### TEXT PASSAGE:
1d FM-AFM tutorial

Running a 1d df experiment.

Before we try a full FM-AFM simulation lets try a simpler case in 1d, so first lets add the vafmcircuit and pll modules.

from vafmcircuits import Machine
from customs import *

Lets initialise our machine and a few parameters;

machine = Machine(machine=None, name='machine', dt=5e-8)
f0=23065
Az=0.387

Next lets add a scanner circuit so we can move the cantilever around;

scanner = machine.AddCircuit(type='Scanner',name='scan', Process = machine, pushed=True)

Next lets add a cantilever with the following parameters;

canti = machine.AddCircuit(type='Cantilever',name='canti', Q=42497, k=112.32, f0=f0, startingz=Az, pushed=True)

We need to add our amplitude detector to give us a normalised signal as well as amplitude of the cantilever;

machine.AddCircuit(type="Machine",name='amp', fcut=500, assembly=aAMPD, 
    pushed=True)

We need to know just how much we must excite the cantilever so we can do this using a PI circuit;

machine.AddCircuit(type='PI', name='agc', Kp=2.1, Ki=0.1, set=Az, pushed=True)

It often safe practice to limit the agc signal so it doesn't get to high or negative so to do this we will implement a limiter circuit.

machine.AddCircuit(type="limiter",name='agclim', min=0,max=10, pushed=True)

The most important part of an AFM set up is the PLL (Phase lock loop) as this is the device that actually gives us the change in frequency. Again we have a PLL composite circuit all set up already so simply follow the parameters given below;

machine.AddCircuit(type="Machine",name='pll', assembly=dPFD, gain=1000.0, fcut=500, KI=3,KP=0.5, f0=f0  , pushed=True)

### PARTS OF THE EXERCISE:
1. Decide whether each statement agrees with the FM-AFM tutorial. Answer yes or no for each, quoting the words of the tutorial that decide it.
(a) The cantilever is given a quality factor Q of 42497.
(b) The limiter circuit lets the agc signal rise to a maximum of 20.
(c) The PLL is the device that gives the change in frequency.
2. Write the next part of the FM-AFM tutorial, picking up after its last line.
The listing after this point plays no part in the work.

### DATASET ENTRIES:
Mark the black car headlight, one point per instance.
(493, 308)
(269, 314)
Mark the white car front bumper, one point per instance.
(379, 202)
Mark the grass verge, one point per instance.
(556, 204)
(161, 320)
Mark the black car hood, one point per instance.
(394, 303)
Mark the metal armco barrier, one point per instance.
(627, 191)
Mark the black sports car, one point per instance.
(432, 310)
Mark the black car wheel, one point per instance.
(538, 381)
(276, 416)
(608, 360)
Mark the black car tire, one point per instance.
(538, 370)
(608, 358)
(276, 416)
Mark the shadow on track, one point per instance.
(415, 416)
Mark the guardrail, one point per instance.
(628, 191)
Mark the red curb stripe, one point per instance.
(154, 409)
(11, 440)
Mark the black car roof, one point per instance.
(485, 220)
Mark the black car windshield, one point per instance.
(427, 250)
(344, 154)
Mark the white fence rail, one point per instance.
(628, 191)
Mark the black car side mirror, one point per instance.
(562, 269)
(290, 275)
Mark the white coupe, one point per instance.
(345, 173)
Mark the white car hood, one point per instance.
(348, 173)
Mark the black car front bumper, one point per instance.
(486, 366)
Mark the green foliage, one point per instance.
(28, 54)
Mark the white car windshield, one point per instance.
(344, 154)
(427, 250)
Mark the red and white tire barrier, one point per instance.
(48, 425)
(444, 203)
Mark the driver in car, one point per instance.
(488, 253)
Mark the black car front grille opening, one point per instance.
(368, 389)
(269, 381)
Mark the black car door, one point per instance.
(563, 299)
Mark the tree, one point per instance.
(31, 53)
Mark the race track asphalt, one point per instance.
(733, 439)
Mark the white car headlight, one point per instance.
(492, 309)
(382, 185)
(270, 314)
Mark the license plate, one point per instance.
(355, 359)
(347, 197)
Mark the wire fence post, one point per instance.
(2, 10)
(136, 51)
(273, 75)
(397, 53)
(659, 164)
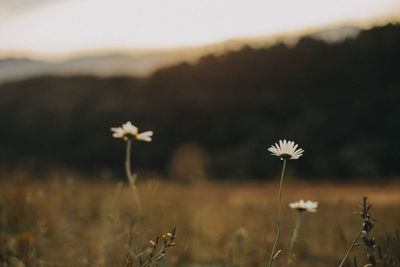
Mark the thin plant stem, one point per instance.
(351, 247)
(132, 177)
(294, 237)
(278, 223)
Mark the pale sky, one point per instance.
(52, 27)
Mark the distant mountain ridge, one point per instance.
(142, 64)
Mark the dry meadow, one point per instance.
(66, 221)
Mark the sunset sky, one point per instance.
(54, 27)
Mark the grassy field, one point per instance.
(69, 222)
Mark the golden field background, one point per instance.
(65, 221)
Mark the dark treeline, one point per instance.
(340, 102)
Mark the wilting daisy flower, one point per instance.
(304, 206)
(286, 150)
(128, 131)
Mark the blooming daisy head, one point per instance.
(129, 131)
(304, 206)
(286, 150)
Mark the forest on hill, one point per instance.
(339, 101)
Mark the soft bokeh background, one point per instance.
(218, 82)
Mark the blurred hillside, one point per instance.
(339, 101)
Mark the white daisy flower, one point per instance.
(128, 130)
(304, 206)
(286, 150)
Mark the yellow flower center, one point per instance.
(285, 156)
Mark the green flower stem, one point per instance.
(294, 237)
(279, 215)
(351, 247)
(132, 177)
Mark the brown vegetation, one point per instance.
(67, 222)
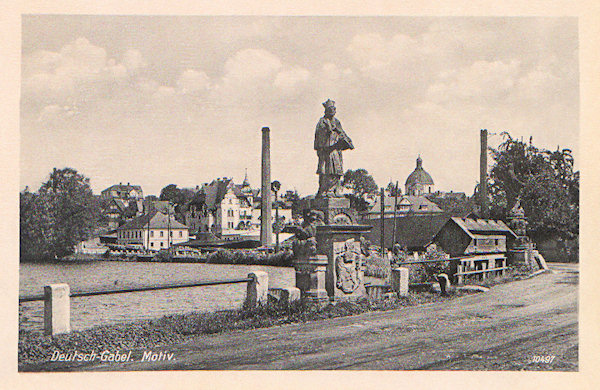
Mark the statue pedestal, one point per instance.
(336, 210)
(344, 278)
(310, 276)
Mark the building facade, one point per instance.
(227, 209)
(125, 202)
(153, 231)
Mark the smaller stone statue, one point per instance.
(306, 243)
(348, 263)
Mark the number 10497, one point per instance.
(542, 358)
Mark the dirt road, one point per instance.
(506, 328)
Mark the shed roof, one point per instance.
(482, 226)
(157, 220)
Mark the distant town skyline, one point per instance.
(158, 100)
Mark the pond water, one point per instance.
(91, 311)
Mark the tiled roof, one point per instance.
(123, 188)
(412, 231)
(157, 219)
(482, 226)
(418, 204)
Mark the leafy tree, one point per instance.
(360, 183)
(170, 193)
(544, 181)
(62, 213)
(179, 197)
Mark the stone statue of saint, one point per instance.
(330, 141)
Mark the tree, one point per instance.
(178, 197)
(545, 183)
(62, 213)
(360, 183)
(170, 193)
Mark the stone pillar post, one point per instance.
(257, 289)
(57, 309)
(399, 281)
(444, 281)
(266, 230)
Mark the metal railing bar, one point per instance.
(480, 271)
(459, 258)
(141, 288)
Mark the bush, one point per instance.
(377, 267)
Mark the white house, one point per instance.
(228, 209)
(153, 231)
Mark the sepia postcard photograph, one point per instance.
(251, 192)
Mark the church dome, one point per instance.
(419, 176)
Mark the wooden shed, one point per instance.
(482, 244)
(465, 236)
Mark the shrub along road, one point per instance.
(529, 324)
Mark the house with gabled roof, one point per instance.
(153, 231)
(227, 209)
(467, 236)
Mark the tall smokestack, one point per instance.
(483, 197)
(266, 230)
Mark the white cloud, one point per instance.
(133, 60)
(400, 59)
(251, 65)
(480, 80)
(538, 85)
(78, 73)
(193, 81)
(54, 112)
(290, 78)
(164, 92)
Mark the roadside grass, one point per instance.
(35, 347)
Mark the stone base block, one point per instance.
(399, 281)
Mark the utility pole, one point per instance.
(395, 208)
(382, 236)
(169, 226)
(266, 230)
(275, 186)
(483, 193)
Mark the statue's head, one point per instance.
(329, 107)
(316, 215)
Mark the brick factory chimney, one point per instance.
(266, 230)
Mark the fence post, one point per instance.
(400, 281)
(257, 288)
(57, 309)
(444, 283)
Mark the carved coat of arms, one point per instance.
(348, 264)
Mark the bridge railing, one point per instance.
(57, 305)
(471, 265)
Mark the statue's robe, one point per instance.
(330, 140)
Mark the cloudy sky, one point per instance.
(160, 100)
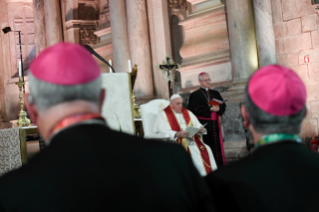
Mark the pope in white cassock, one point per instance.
(173, 121)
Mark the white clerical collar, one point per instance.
(206, 89)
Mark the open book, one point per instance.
(216, 102)
(193, 130)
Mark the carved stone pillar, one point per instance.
(265, 32)
(104, 21)
(40, 42)
(242, 37)
(160, 42)
(140, 46)
(120, 44)
(53, 22)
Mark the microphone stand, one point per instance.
(21, 60)
(98, 56)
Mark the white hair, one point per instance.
(175, 96)
(45, 95)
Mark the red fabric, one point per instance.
(202, 73)
(277, 90)
(175, 126)
(65, 64)
(204, 154)
(214, 117)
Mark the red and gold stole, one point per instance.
(176, 127)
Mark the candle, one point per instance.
(110, 62)
(129, 66)
(20, 72)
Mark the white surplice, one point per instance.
(163, 127)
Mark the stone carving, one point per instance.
(177, 4)
(87, 36)
(105, 20)
(177, 7)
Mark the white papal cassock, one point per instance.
(162, 126)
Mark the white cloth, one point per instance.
(163, 127)
(10, 157)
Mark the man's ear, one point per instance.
(246, 121)
(102, 98)
(31, 108)
(306, 113)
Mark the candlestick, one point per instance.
(129, 66)
(110, 62)
(20, 71)
(23, 120)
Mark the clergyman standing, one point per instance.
(207, 114)
(281, 174)
(87, 166)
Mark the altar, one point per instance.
(17, 145)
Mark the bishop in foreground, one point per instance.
(86, 166)
(173, 121)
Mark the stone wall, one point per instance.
(296, 33)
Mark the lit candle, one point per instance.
(129, 66)
(110, 62)
(20, 72)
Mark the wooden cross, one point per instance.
(169, 68)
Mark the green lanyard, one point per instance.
(277, 137)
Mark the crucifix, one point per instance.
(169, 69)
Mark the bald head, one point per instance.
(177, 104)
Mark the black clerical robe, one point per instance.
(88, 167)
(198, 104)
(278, 177)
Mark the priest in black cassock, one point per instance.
(281, 175)
(207, 114)
(86, 166)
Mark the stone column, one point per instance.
(265, 32)
(39, 20)
(120, 44)
(140, 46)
(160, 40)
(242, 38)
(53, 23)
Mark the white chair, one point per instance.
(149, 112)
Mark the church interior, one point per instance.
(228, 39)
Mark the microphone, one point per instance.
(98, 56)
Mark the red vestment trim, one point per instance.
(214, 117)
(200, 145)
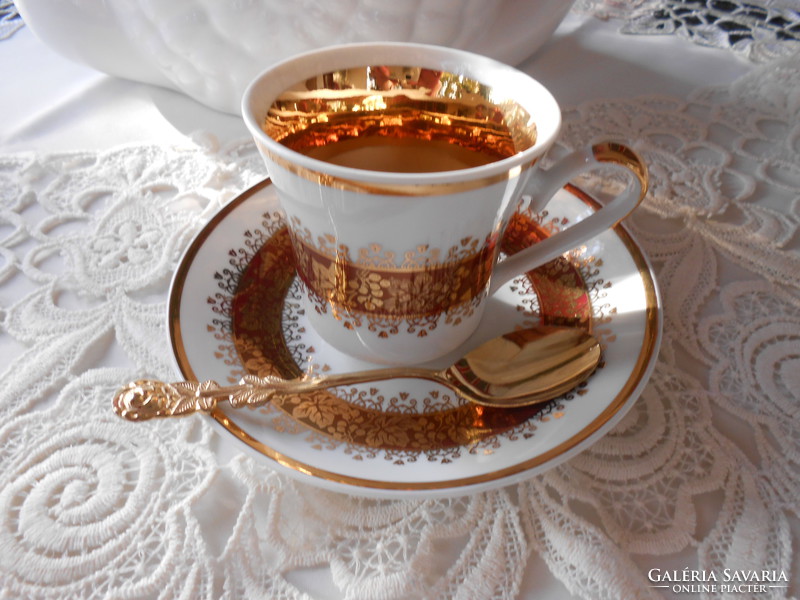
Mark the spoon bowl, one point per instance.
(520, 368)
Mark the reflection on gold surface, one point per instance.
(390, 103)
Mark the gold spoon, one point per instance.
(520, 368)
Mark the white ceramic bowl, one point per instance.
(211, 49)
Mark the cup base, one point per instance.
(410, 344)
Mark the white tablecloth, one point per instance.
(103, 183)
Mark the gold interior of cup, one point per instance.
(399, 105)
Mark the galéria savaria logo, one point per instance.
(727, 581)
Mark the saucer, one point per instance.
(234, 308)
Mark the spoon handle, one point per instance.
(149, 398)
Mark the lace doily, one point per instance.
(760, 30)
(10, 21)
(707, 463)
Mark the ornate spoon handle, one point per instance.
(148, 399)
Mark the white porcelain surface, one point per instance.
(627, 307)
(210, 49)
(374, 223)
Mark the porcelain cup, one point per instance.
(394, 226)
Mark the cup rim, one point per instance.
(275, 79)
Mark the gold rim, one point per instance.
(395, 189)
(637, 376)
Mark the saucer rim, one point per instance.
(641, 370)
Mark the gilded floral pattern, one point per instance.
(376, 292)
(261, 324)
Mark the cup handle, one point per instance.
(605, 154)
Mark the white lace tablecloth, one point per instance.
(100, 190)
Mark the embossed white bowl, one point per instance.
(211, 49)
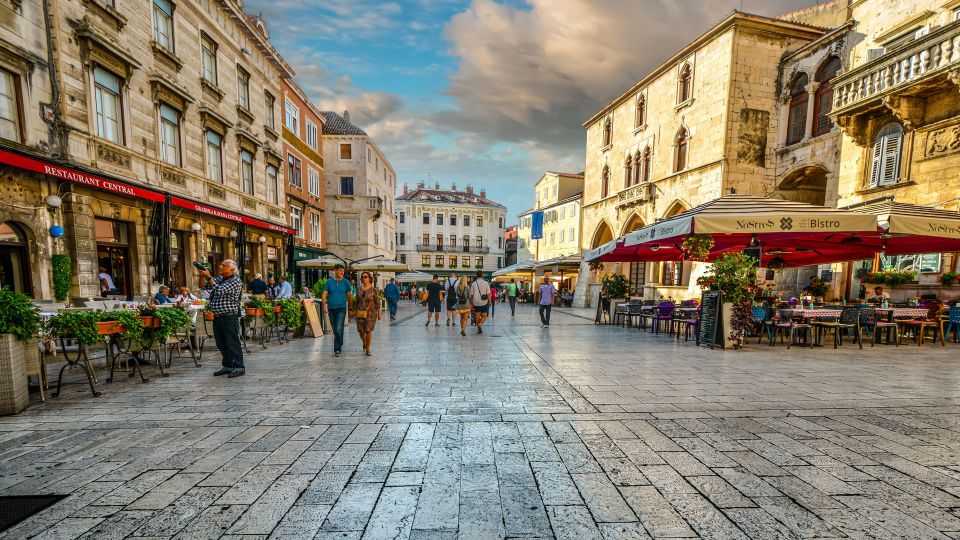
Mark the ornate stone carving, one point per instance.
(908, 109)
(113, 156)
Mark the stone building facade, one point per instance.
(559, 196)
(695, 128)
(155, 129)
(304, 188)
(360, 187)
(449, 231)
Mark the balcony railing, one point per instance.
(932, 54)
(454, 249)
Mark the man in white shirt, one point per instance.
(480, 299)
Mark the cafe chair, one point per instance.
(953, 323)
(870, 323)
(786, 325)
(849, 320)
(931, 322)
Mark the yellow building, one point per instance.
(558, 196)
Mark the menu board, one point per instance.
(711, 325)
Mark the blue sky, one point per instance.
(483, 92)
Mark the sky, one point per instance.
(489, 93)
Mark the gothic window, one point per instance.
(885, 168)
(797, 117)
(823, 100)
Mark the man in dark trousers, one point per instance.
(225, 305)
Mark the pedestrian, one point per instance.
(512, 290)
(449, 289)
(284, 288)
(225, 305)
(547, 292)
(462, 306)
(480, 299)
(434, 300)
(257, 287)
(392, 293)
(367, 310)
(336, 297)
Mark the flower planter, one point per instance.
(108, 328)
(13, 375)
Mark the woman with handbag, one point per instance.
(367, 311)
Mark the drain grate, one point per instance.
(13, 510)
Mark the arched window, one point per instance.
(628, 172)
(680, 150)
(605, 182)
(823, 100)
(646, 164)
(683, 84)
(886, 155)
(640, 117)
(797, 117)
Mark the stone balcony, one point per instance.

### ANSWERS FOR THIS EXERCISE:
1.
(a) Yes: "Q=42497"
(b) No: "min=0,max=10"
(c) Yes: "as this is the device that actually gives us the change in frequency"

2.
We need the excitation signal to be off phase by pi/2. Since we are using a digital pll we find that the signal and the reference will be 0 when they are both exactly in phase (unlike the analogue pll where the signal and reference are out of phase by pi/2) so in order for us to excite the cantilever with a phase of pi/2 we must simply invert the sin channel of the pll to give us a peak at the correct phase.

machine.AddCircuit(type='opMul',name='pllinv',in2=-1, pushed=True)

in order for us to excite the cantilever we must multiply the output of the PLL with the output of the PI circuit to ensure we get an appropriate excitation circuit, hence we must add a multiplication circuit;

machine.AddCircuit(type='opMul',name='exc', pushed=True)

We need to have some force for the cantilever to feel, the VDWtorn circuit will be used which is simply an equation that you can fit to a force curve but for all intensive purposes all it is, is a circuit that has an input of distance from surface and gives a force out as a result.

machine.AddCircuit(type='VDWtorn', name='Dimer',A1=-0.0166279, A2=0.22753,A3=-1819.29, A4=27055.6, A5=-106878., A6=31.8093, tipoffset=0, pushed=True)

since we are only intrested in dimension lets connect the scanner z channel to the cantilevers holder;

machine.Connect("scan.z" , "canti.holderz")

Lets connect the positon of the cantilever tip to the force circuit

machine.Connect("canti.zabs" , "Dimer.ztip")

Next lets take our force from the VDWtorn and connect it to our cantilever;

machine.Connect("Dimer.fz" , "canti.fz")

Lets connect the ztip of the cantilever to our amplitude detector;

machine.Connect('canti.ztip','amp.signal')

So lets connect the amplitude to the agc circuit

machine.Connect('amp.amp','agc.signal')

Next we must hook up the pll (this is a digital one compared to the analogue one used in the full NaCl FM-AFM tutorial, so the inside mechanics are different). We need to connect the normalised cantilever signal and the cos channel of the pll to the vco channel of the pll.

machine.Connect('amp.norm','pll.ref')
machine.Connect('pll.cos','pll.vco')

We need to take our agc signal pass it to the limiter then to to the excitation multiplier;

machine.Connect('agc.out','agclim.signal')
machine.Connect('agclim.out','exc.in1')

Since we want to excite with a wave of pi/2 we must invert the sin wave and pass it through to the exciter multiplier and finally to the cantilever excitation channel.

machine.Connect('pll.sin','pllinv.in1')
machine.Connect('pllinv.out','exc.in2')
machine.Connect('exc.out','canti.exciter')

Next we need to add an output circuit to record the output (set dump = 0 since we plan to tell the output circuit when to record), lets also stop the circuit from outputting till we are ready;

out3 = machine.AddCircuit(type='output',name='output3',file='tut4.dat',dump=0)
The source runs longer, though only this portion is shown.